Berlin/dpa. - Die Deutsche Marine kämpft erstmals gegen Piraten. Der Bundestag beschloss am Freitag mit breiter Mehrheit, die Bundeswehr an der EU-Mission «Atalanta» vor der Küste Somalias und im Golf von Aden zu beteiligen.

Die bereits im Einsatzgebiet ankernde Fregatte «Karlsruhe» wurde dem EU-Verband unterstellt. Verteidigungsminister Franz Josef Jung (CDU) hält Gefechte zwischen deutschen Marine-Soldaten und Piraten für möglich. «Es kann zu Kampfsituationen kommen, wenn Angriffe abgewehrt werden müssen», sagte er dem Fernsehsender N24.

Ziel des Einsatzes ist, Hilfslieferungen an Flüchtlinge und hungernde Menschen in Somalia sowie den von Piraten bedrohten europäisch-asiatischen Hauptseehandelsweg am Horn von Afrika zu schützen. Die Piraten sollen durch das Militär abgeschreckt und Geiselnahmen und Lösegeldforderungen unterbunden werden. Viele Redner im Bundestag beklagten aber fehlende Hilfe für notleidende Staaten in Afrika und die Verschärfung ihrer Lage durch Müllverklappung und Plünderung von Fischbeständen durch nichtafrikanische Länder.

Der SPD-Außenexperte Rolf Mützenich sagte, Somalia, wo mehr als ein Drittel der Bevölkerung auf Hilfe von außen angewiesen sei, stehe stellvertretend für das Versagen der Weltgemeinschaft in Afrika. Nur Entwicklungshilfe und koordinierte und diplomatische Maßnahmen könnten die Lage langfristig verbessern. Piraten hatten auch Schiffe des Welternährungsprogramms für Somalia überfallen. FDP-Fraktionsvize Birgit Homburger kritisierte, erst seit Piraten internationale Seehandelswege bedrohten, werde reagiert. Sie mahnte: «Mit Soldaten allein ist dieses Problem nicht zu lösen.» Der CDU- Außenexperte Eckart von Klaeden erklärte, ohne Bekämpfung der Piraterie werde es nicht zu einer Stabilisierung Somalias kommen.
= = =
Schriftliche Aufgabe 1: Prüfe, ob die folgenden Aussagen mit dem Auszug über den Marineeinsatz übereinstimmen, und antworte jeweils mit Ja oder Nein und den entscheidenden Worten des Auszugs in wörtlichem Zitat: (a) Der Bundestag beschloss die Beteiligung an der Mission am Freitag. (b) Die Fregatte «Karlsruhe» musste erst in das Einsatzgebiet verlegt werden. (c) Laut Rolf Mützenich ist mehr als die Hälfte der Bevölkerung Somalias auf Hilfe von außen angewiesen.
Schriftliche Aufgabe 2: Liste alle Personen auf, die im Auszug über den Marineeinsatz mit Namen genannt werden, und gib zu jeder ihre Partei an.
= = =
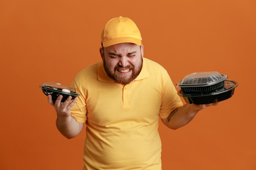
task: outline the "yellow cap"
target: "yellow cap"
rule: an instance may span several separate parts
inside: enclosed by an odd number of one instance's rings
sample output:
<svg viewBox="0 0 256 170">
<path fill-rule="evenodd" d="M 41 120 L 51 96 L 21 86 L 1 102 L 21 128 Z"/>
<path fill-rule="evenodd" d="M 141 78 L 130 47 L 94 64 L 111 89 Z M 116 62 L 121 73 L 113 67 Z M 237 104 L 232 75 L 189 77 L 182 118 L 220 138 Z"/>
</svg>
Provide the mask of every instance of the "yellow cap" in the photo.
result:
<svg viewBox="0 0 256 170">
<path fill-rule="evenodd" d="M 106 47 L 123 42 L 141 44 L 141 36 L 135 23 L 128 18 L 119 17 L 110 20 L 101 33 L 101 43 Z"/>
</svg>

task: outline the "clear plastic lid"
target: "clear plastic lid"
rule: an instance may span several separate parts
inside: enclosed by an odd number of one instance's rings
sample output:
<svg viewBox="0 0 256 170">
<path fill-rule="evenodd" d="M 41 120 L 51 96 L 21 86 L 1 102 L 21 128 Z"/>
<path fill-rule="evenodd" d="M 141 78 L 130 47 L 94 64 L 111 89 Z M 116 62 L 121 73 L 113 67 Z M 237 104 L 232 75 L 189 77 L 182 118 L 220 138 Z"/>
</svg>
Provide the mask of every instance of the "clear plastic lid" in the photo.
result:
<svg viewBox="0 0 256 170">
<path fill-rule="evenodd" d="M 225 80 L 227 76 L 216 71 L 196 72 L 186 76 L 177 84 L 177 87 L 191 86 L 206 86 Z"/>
<path fill-rule="evenodd" d="M 45 82 L 40 86 L 42 88 L 51 90 L 54 91 L 60 92 L 64 93 L 78 94 L 77 89 L 72 86 L 53 82 Z"/>
</svg>

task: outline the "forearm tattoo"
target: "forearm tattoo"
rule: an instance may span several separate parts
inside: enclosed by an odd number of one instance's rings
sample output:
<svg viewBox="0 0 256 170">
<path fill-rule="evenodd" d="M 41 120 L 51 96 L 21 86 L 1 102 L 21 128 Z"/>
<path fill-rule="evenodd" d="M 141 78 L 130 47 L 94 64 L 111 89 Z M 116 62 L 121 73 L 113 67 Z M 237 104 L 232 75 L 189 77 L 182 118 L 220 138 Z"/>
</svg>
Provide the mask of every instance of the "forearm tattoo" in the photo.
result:
<svg viewBox="0 0 256 170">
<path fill-rule="evenodd" d="M 168 117 L 168 122 L 170 121 L 170 120 L 171 120 L 171 117 L 174 115 L 174 114 L 176 113 L 177 111 L 178 111 L 177 108 L 175 108 L 175 109 L 173 110 L 173 111 L 171 112 L 171 113 L 170 113 L 170 115 Z"/>
</svg>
= = =
Vollständige Ausgabe 1:
(a) Ja: „Der Bundestag beschloss am Freitag mit breiter Mehrheit“
(b) Nein: „Die bereits im Einsatzgebiet ankernde Fregatte «Karlsruhe»“
(c) Nein: „mehr als ein Drittel der Bevölkerung auf Hilfe von außen angewiesen sei“

Vollständige Ausgabe 2:
- Franz Josef Jung (CDU)
- Rolf Mützenich (SPD)
- Birgit Homburger (FDP)
- Eckart von Klaeden (CDU)